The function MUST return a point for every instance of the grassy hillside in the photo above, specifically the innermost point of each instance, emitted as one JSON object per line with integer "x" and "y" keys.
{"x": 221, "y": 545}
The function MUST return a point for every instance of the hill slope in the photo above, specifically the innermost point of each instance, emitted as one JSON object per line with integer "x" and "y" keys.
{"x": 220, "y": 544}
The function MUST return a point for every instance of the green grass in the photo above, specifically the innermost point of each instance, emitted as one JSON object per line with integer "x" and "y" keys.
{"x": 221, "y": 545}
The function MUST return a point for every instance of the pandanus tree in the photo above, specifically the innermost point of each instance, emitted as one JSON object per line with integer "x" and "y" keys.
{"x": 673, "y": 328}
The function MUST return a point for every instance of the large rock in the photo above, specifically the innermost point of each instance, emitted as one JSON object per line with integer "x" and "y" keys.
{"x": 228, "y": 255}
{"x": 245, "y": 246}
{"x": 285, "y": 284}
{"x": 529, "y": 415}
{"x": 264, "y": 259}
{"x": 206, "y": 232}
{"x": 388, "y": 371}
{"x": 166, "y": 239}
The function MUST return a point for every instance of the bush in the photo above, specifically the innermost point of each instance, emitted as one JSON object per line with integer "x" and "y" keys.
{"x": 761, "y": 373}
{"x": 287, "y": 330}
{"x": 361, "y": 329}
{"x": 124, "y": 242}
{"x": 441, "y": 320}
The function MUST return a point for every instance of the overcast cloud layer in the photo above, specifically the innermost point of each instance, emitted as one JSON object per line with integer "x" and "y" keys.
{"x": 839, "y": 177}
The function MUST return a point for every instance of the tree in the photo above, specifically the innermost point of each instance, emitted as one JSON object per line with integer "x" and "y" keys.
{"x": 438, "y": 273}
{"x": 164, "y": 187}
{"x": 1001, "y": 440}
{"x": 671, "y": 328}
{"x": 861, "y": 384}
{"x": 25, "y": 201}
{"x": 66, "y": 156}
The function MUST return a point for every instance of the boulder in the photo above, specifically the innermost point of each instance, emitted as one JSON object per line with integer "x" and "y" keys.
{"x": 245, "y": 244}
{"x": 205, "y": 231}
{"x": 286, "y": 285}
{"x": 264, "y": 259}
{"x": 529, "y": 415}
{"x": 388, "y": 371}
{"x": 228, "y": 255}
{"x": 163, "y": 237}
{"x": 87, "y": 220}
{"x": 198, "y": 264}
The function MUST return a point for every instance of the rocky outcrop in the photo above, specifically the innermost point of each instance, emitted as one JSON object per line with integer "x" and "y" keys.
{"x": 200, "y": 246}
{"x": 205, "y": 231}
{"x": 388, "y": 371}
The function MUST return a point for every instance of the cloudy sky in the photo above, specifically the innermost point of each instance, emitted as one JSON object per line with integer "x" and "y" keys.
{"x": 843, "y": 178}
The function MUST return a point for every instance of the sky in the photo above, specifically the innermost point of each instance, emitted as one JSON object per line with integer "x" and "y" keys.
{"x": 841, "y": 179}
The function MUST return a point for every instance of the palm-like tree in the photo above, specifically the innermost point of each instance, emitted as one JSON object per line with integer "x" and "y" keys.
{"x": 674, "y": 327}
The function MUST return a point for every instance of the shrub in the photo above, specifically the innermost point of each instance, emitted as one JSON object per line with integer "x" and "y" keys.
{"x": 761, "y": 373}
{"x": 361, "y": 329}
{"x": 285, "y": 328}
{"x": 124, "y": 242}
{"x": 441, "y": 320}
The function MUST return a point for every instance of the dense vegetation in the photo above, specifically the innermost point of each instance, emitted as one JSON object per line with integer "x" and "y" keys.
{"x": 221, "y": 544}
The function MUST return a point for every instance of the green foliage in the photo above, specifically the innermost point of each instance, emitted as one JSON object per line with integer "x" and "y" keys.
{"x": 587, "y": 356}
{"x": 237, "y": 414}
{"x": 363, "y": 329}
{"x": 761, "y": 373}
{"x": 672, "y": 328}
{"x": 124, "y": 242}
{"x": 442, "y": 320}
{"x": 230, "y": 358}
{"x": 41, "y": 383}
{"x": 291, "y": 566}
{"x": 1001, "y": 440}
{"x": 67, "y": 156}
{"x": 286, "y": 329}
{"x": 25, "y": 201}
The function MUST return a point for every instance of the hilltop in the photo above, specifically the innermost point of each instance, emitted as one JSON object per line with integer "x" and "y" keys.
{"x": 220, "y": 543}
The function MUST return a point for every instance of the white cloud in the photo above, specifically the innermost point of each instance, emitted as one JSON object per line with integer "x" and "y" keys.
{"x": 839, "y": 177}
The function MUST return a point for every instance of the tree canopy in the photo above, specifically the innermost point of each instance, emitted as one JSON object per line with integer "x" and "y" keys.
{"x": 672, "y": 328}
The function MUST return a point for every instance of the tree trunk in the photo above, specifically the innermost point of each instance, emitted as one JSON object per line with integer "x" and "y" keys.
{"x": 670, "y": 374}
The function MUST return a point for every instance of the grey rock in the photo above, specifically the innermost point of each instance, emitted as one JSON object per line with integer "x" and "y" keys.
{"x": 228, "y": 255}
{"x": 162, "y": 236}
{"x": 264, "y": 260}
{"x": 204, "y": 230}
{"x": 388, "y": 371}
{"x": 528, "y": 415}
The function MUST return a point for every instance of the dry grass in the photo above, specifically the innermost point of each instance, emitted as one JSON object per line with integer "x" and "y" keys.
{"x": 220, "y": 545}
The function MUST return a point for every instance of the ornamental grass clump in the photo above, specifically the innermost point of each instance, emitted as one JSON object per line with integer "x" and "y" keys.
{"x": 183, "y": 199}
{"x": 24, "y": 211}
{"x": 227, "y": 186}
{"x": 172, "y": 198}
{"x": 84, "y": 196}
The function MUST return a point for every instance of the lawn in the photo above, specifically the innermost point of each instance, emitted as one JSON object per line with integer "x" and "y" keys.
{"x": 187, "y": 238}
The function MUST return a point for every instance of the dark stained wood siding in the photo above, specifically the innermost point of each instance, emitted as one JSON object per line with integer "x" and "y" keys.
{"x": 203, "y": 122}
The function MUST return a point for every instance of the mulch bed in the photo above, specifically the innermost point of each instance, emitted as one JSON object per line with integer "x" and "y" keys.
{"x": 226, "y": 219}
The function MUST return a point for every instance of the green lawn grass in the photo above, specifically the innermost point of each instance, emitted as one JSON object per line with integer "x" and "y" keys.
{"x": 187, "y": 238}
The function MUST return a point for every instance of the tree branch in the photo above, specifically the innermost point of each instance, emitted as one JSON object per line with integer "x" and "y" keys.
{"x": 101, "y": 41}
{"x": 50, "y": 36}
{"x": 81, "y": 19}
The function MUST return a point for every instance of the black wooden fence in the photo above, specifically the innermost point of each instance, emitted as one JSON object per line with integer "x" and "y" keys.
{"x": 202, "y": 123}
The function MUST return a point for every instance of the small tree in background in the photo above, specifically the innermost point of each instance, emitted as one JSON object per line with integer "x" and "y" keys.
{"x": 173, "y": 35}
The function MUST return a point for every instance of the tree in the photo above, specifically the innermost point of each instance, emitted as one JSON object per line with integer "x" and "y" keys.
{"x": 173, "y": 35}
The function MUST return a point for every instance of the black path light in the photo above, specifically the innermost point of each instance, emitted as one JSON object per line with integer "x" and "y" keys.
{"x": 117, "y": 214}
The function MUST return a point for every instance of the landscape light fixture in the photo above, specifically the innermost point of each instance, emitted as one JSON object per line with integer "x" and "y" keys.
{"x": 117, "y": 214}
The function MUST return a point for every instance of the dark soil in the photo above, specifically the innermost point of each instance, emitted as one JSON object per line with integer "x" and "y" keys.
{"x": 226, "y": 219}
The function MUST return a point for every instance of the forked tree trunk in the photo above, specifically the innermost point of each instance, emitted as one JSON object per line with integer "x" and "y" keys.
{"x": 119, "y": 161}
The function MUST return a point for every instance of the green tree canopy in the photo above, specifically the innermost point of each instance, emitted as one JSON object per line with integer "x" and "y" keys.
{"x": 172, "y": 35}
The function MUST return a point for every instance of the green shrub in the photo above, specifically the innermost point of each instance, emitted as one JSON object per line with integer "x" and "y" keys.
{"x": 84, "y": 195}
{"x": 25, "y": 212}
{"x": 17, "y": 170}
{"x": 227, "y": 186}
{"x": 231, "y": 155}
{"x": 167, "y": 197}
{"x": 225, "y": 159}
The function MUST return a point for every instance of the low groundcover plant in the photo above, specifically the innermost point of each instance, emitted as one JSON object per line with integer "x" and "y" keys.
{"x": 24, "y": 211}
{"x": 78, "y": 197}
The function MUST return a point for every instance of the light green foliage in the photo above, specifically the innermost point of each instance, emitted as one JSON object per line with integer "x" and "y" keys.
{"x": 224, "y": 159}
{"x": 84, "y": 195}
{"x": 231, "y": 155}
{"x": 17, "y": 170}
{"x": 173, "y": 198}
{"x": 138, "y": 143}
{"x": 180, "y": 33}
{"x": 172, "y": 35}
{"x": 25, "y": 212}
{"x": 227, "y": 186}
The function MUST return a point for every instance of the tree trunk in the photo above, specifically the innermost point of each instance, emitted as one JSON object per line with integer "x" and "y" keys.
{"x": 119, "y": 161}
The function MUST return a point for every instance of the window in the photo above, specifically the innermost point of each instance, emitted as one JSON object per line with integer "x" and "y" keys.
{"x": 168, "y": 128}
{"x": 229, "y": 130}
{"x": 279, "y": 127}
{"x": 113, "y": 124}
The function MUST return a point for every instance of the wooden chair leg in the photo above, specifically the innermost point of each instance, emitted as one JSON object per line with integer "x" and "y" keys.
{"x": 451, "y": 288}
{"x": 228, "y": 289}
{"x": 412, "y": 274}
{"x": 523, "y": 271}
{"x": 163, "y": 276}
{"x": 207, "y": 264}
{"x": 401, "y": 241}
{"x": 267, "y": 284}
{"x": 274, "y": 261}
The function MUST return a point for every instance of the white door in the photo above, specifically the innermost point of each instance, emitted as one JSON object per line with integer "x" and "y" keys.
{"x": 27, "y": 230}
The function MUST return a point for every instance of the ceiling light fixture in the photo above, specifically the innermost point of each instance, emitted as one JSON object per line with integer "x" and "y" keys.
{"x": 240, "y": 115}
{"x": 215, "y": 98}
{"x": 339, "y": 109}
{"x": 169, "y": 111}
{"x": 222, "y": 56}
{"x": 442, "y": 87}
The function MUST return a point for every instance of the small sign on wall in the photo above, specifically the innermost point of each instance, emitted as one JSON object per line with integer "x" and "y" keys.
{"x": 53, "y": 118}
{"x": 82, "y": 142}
━━━━━━
▶ PROMPT:
Starting at the line with "the small sign", print each remaining line of the listing above exactly as it appears.

▶ YOUR SOLUTION:
The function MUST return a point for every instance of the small sign on wall in the photo above, specifically the innermost point of each instance, emitted as one JSON object per line with integer "x" and "y" keys.
{"x": 53, "y": 118}
{"x": 82, "y": 142}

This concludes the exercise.